• **EXERCISE PROMPT**
Pull out each line of the material below that contains the word "purple".

• **RECORD SET**
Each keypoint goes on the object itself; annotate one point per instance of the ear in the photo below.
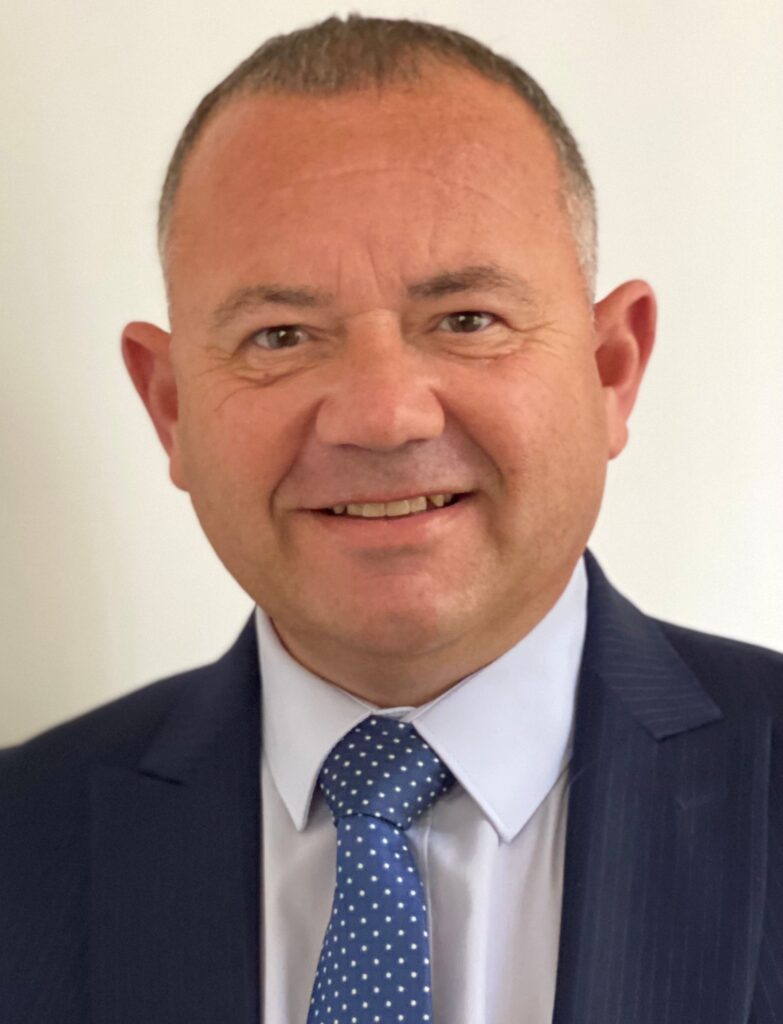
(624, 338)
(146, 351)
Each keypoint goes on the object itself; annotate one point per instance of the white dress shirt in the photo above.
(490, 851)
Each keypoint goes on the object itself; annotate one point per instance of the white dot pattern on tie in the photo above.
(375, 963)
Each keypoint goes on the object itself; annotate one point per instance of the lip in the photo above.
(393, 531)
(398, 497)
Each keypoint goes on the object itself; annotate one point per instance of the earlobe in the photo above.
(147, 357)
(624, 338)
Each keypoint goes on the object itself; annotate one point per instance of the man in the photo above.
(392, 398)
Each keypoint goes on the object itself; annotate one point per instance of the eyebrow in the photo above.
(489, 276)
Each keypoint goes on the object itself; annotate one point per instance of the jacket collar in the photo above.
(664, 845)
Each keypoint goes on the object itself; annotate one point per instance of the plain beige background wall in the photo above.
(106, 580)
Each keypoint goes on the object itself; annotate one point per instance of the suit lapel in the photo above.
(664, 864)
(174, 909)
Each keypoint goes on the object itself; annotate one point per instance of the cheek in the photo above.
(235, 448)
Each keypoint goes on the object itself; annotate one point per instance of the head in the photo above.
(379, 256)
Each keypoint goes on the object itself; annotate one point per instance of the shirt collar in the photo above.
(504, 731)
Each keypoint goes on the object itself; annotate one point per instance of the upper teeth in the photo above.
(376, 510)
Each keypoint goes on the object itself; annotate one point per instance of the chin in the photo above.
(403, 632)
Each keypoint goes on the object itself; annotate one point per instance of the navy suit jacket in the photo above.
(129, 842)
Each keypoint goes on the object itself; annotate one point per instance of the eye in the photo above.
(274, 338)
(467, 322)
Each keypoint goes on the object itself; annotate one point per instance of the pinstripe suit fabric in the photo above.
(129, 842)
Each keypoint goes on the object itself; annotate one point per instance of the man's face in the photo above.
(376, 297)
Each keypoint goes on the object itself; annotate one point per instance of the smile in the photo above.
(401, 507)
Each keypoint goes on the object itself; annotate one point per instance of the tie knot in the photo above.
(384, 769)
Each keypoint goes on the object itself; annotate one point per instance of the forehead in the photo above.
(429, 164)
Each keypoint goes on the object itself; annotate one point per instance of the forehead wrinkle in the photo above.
--
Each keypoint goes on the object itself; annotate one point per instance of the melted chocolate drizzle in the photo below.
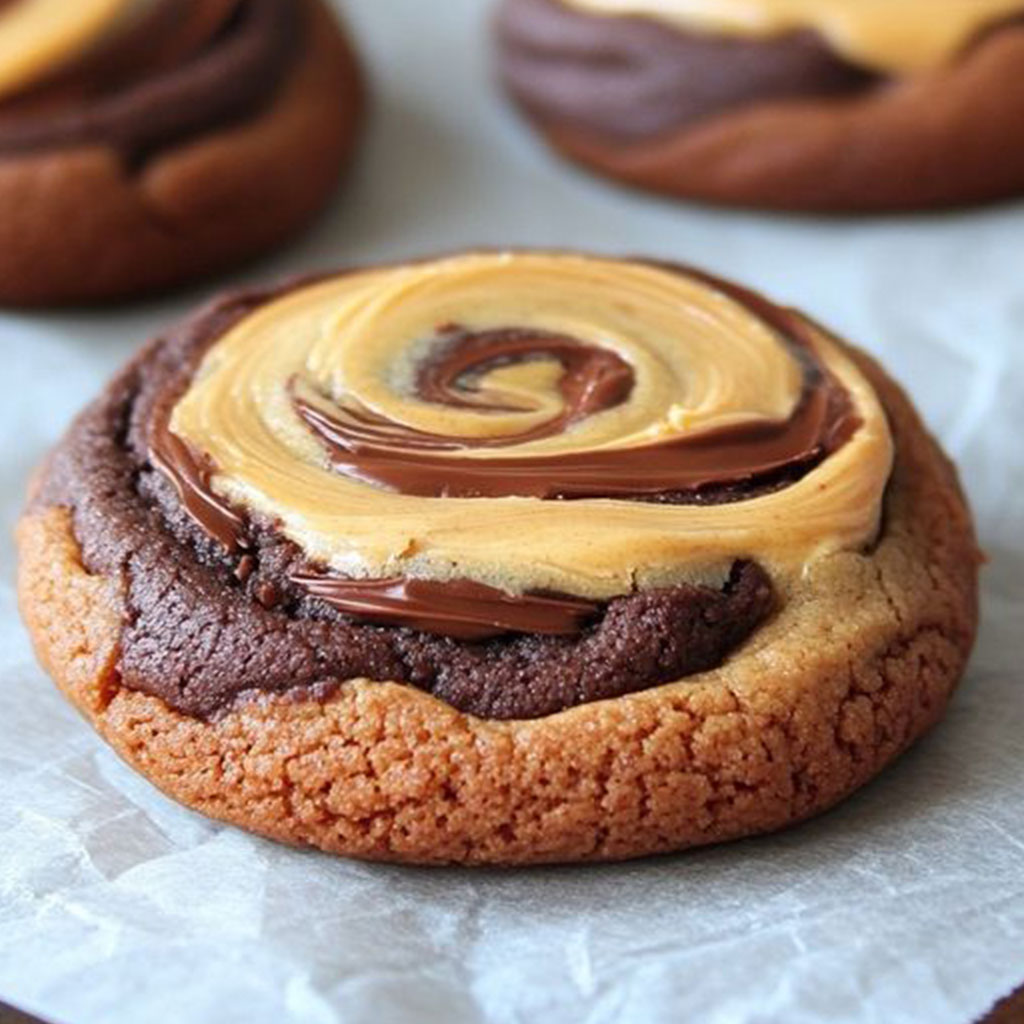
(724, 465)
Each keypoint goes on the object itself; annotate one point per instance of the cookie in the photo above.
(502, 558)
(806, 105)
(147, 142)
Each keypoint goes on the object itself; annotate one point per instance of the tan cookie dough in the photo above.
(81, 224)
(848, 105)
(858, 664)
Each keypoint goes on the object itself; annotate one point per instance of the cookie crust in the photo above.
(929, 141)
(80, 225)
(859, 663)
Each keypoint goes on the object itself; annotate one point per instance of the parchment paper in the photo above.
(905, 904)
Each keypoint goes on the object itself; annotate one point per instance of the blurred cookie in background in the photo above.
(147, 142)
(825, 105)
==
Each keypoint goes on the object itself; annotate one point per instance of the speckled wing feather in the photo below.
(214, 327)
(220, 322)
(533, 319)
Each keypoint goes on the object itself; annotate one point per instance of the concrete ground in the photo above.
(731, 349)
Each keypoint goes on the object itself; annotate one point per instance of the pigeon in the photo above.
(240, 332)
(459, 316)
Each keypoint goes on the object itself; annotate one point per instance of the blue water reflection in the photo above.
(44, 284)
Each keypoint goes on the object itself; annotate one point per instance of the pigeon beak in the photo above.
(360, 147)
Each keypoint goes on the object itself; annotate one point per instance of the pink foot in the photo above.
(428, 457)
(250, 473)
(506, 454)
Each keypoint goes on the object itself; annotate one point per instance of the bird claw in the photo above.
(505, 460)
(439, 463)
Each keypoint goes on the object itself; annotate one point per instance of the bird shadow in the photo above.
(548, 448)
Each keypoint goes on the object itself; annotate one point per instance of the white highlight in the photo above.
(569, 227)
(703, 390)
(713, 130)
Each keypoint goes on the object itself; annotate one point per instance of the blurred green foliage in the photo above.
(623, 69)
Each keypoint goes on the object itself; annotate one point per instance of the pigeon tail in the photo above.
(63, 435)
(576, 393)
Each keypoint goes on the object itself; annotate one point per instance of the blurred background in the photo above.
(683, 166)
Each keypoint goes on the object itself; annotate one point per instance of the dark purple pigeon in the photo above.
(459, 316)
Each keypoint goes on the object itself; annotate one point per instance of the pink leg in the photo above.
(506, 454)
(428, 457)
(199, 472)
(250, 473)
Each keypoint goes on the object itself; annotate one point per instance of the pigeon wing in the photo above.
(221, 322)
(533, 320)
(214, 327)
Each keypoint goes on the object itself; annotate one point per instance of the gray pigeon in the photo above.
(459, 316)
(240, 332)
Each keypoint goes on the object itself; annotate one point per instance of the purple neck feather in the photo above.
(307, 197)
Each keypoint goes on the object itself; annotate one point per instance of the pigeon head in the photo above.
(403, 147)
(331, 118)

• **WRITTEN RESPONSE**
Each keypoint goes on the object itself; annotate one point per instance of the dark purple pigeon in the photo above.
Each keypoint goes on the object itself; annotate one point per instance of the purple neck feather in the photo above.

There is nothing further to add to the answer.